● **DOCUMENT EXCERPT**
= Tachibana no Naramaro =

Tachibana no Naramaro (橘奈良麻呂) was a Japanese aristocrat (kuge), courtier, and statesman of the Nara period. He was the son of sadaijin Tachibana no Moroe and the second head of the Tachibana clan. He attained the court rank of (正四位下, shō shi-i no ge) and the position of sangi, and posthumously of (正一位, shō ichi-i) and daijō-daijin.

He was the leader of a plot to replace Fujiwara no Nakamaro and to overthrow Empress Kōken (Tachibana no Naramaro's Conspiracy). It was not successful.

== Early life ==
Naramaro's father Moroe was trusted by Emperor Shōmu to govern, and by 743 was promoted as far as (従一位, ju ichi-i) and sadaijin.

In 740, Naramaro was conferred the rank of (従五位下, ju go-i no ge) and then promoted to (従五位上, ju go-i no jō). In 741 he was promoted to Daigaku-no-kami, in 743 to (正五位上, shō go-i no jō), in 745 to director of the Settsu office (摂津大夫), in 746 to Senior Assistant Minister of Popular Affairs (民部大輔), and in 747 to (従四位下, ju shi-i no ge).

In 749, Emperor Shōmu retired, and Empress Kōken assumed the throne. Fujiwara no Nakamaro, who had both the favor of Kōken and the confidence of Shōmu's wife Empress Kōmyō, rapidly rose to power, and came into conflict with Moroe. In the same year, Naramaro rose to (従四位上, ju shi-i no jō), and was appointed as chamberlain and Sangi.

● **PROMPT 1**
Copy the Tachibana no Naramaro article between "He was the leader" and "shi-i no ge).", inclusive, and swap "sadaijin" for "Minister of the Left".
● **PROMPT 2**
Carry on the Tachibana no Naramaro article from its last sentence.
The listing after the Tachibana no Naramaro article is not needed.

● **DATA SEGMENT**
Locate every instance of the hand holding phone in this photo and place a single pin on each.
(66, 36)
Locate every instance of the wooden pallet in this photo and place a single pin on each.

● **RESULT 1**
He was the leader of a plot to replace Fujiwara no Nakamaro and to overthrow Empress Kōken (Tachibana no Naramaro's Conspiracy). It was not successful.

== Early life ==
Naramaro's father Moroe was trusted by Emperor Shōmu to govern, and by 743 was promoted as far as (従一位, ju ichi-i) and Minister of the Left.

In 740, Naramaro was conferred the rank of (従五位下, ju go-i no ge) and then promoted to (従五位上, ju go-i no jō). In 741 he was promoted to Daigaku-no-kami, in 743 to (正五位上, shō go-i no jō), in 745 to director of the Settsu office (摂津大夫), in 746 to Senior Assistant Minister of Popular Affairs (民部大輔), and in 747 to (従四位下, ju shi-i no ge).

● **RESULT 2**
In 755, Moroe was reported to have slandered the court at a banquet. He resigned in the next year, and died disappointed in 757.

In 756, ex-Emperor Shōmu died, and based on his will Prince Funado was made crown prince. In 757, though, Kōken removed him from the position on the grounds of immorality, and two months later replaced him with Nakamaro's preferred candidate Prince Ōi, the future Emperor Junnin.

== Conspiracy and capture ==
Another month later, Naramaro was made (左大弁, sadaiben) within the Daijō-kan. Naramaro was extremely unhappy with Nakamaro's monopolization of power, and together with a group including Ōtomo no Komaro and Ono no Azumabito, plotted to remove Nakamaro. Naramaro held meetings and secretly tried to recruit sympathizers, but the plot was leaked. Fujiwara no Otosada informed Nakamaro that Naramaro and company were preparing weapons.

On July 26, 757, Kamitsumichi no Hitatsu revealed that Ono no Azumabito had approached him to request his participation in Naramaro's plot, and Azumabito was arrested and interrogated. Tortured by caning, Azumabito confessed everything. The plan had been for Naramaro to raise troops and kill Nakamaro, then make the crown prince resign. Stealing the emperor's seal and station bells, they would leave Fujiwara no Toyonari in power over the country, make the Emperor resign, and choose a more sympathetic prince as the new emperor. The candidates for this were Prince Funado, Prince Kibumi, Prince Asukabe, and Prince Shioyaki.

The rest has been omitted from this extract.